**Reading text:**
•••

Thursday, December 25, 2025

AWS Trusted Advisor (TA) | Deep Dive & Hands-On.

An Overview of AWS Trusted Advisor (TA).

Focus:

Framed for DevOps / Cloud / SRE
Aligned with Well-Architected thinking.

Breakdown:

Intro,
Key Features and Functionality,
Integration with Other Services,
Accessing Trusted Advisor,
The concept: AWS Trusted Advisor,
Trusted Advisor vs Well-Architected Tool (Quick Context)
The 5 Trusted Advisor Check Categories (Deep Dive)
Cost Optimization,
Security,
Fault Tolerance (Reliability),
Performance,
Fault Tolerance (Reliability),
Service Limits (Quotas),
Support Plan Impact (Very Important),
Automation & Integrations (Where TA Shines),
Sample DevOps Automation Flow,
Trusted Advisor vs Third-Party Tools,
When Should twtech Rely on Trusted Advisor,
When Should twtech NOT Rely on Trusted Advisor,
twtech Recommendation (DevOps/SRE Playbook),
Insights.

Intro:

AWS Trusted Advisor is a web service that inspects twtech AWS environment and provides real-time recommendations based on best practices across six categories:

cost optimization,
performance,
resilience,
security,
operational excellence,
and service limits.

Trusted Advisor draws upon best practices learned from serving hundreds of thousands of AWS customers to identify opportunities to save money, improve availability and performance, and help close security gaps.

•••

**Set exercise A:** Write out the rows from the line containing "of the man's" through the last row, repeating each line exactly.
The rows that come next and the text above were drawn from unrelated sources.

•••

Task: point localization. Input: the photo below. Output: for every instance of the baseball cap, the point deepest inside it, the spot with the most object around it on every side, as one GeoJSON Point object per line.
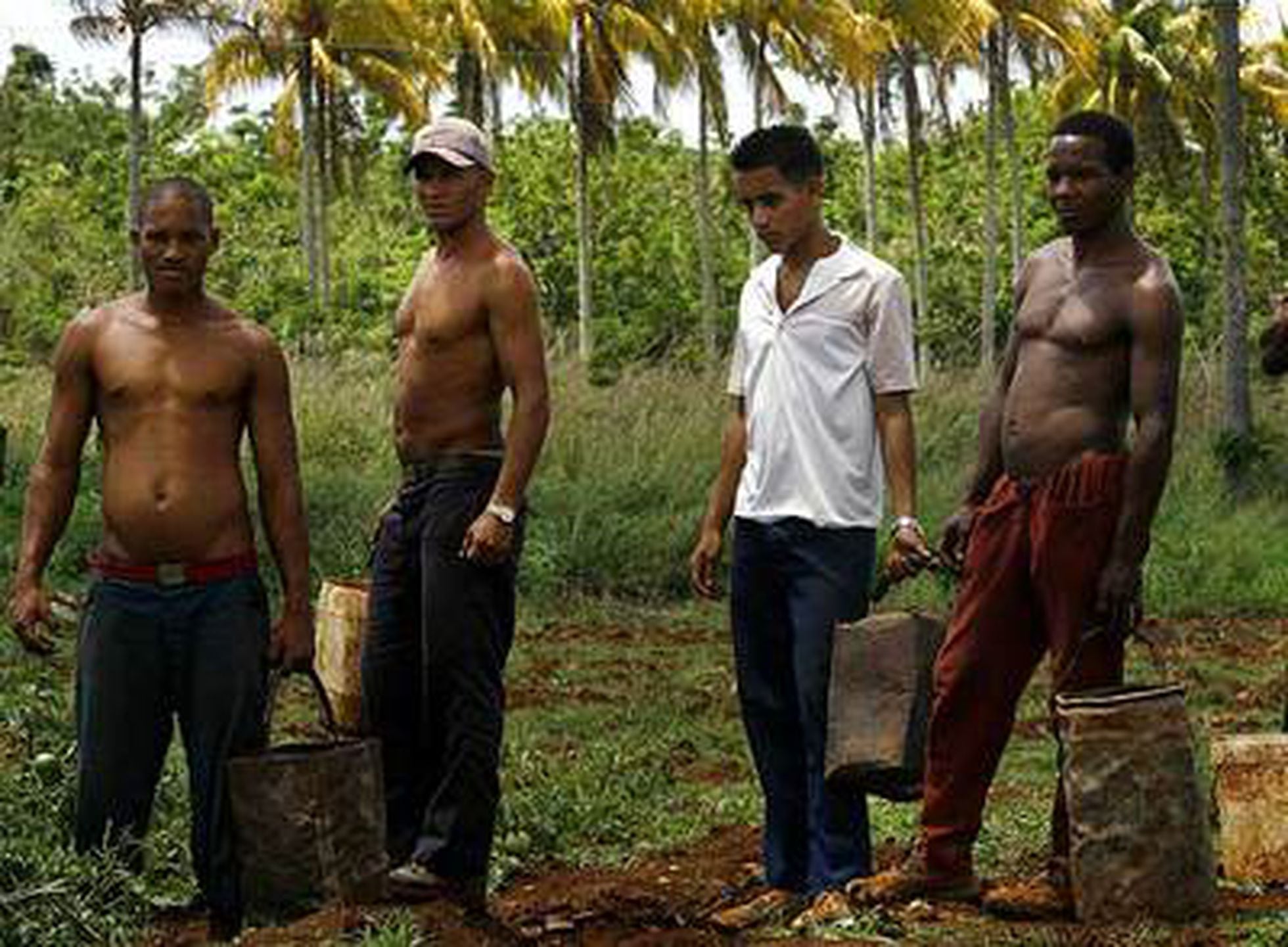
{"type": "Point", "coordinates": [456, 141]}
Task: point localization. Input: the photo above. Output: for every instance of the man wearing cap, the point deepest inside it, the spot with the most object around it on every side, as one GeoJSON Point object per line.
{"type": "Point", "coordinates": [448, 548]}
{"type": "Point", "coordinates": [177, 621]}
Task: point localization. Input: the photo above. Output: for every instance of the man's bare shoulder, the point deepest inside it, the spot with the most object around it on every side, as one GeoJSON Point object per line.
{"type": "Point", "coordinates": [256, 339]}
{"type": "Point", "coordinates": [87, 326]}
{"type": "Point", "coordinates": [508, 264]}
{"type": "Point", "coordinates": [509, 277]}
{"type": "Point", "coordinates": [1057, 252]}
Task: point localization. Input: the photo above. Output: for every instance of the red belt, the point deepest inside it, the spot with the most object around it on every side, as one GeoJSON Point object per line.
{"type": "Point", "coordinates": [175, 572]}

•••

**Set exercise B:** According to the Trusted Advisor page, what does Trusted Advisor draw upon to identify opportunities to save money and close security gaps?

**Answer A:**
Task: point localization. Input: the photo above. Output: for every instance of the man's bare shoulder, the point deepest inside it, the spot with the most object around it on every side, as one GeoJSON Point object per line.
{"type": "Point", "coordinates": [256, 339]}
{"type": "Point", "coordinates": [87, 326]}
{"type": "Point", "coordinates": [508, 264]}
{"type": "Point", "coordinates": [509, 277]}
{"type": "Point", "coordinates": [1057, 252]}
Task: point localization. Input: the photo above. Output: for every instance of the red belt, the point deepest inside it, the spot with the most object around it on every side, as one GeoJSON Point object per line.
{"type": "Point", "coordinates": [175, 572]}

**Answer B:** It draws upon best practices learned from serving hundreds of thousands of AWS customers.